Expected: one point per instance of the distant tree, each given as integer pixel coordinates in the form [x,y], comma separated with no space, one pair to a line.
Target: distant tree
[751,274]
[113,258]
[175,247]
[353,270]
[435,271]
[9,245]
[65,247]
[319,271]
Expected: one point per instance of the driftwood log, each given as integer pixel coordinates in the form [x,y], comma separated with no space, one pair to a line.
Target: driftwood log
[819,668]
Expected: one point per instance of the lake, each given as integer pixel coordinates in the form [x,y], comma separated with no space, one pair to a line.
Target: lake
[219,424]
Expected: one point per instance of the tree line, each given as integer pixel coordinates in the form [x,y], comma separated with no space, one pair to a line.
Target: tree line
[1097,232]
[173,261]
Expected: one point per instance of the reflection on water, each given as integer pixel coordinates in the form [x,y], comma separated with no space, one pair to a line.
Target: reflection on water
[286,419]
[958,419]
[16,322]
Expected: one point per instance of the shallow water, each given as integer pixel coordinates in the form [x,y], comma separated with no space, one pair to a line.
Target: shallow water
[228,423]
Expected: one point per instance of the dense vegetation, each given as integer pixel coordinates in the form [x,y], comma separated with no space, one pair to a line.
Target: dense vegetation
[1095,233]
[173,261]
☆ ☆ ☆ ☆ ☆ ☆ ☆
## ABOUT THIS TASK
Everything above from the line with "Target: tree line" to the line with "Expected: one point per instance of the shallow", both included, must be repeated exactly, and nothing outside that range.

## WRITTEN SOLUTION
Target: tree line
[1097,232]
[173,261]
Expected: one point per instance of the reflection on water, each given as integer pixel coordinates in the form [x,y], comma separated with no space, one pair to a line.
Target: reflection on water
[286,419]
[958,419]
[16,322]
Expected: one point per instance of the shallow water, each given as integer pixel coordinates in the form [x,y], comma separated with no space, one pair to a line.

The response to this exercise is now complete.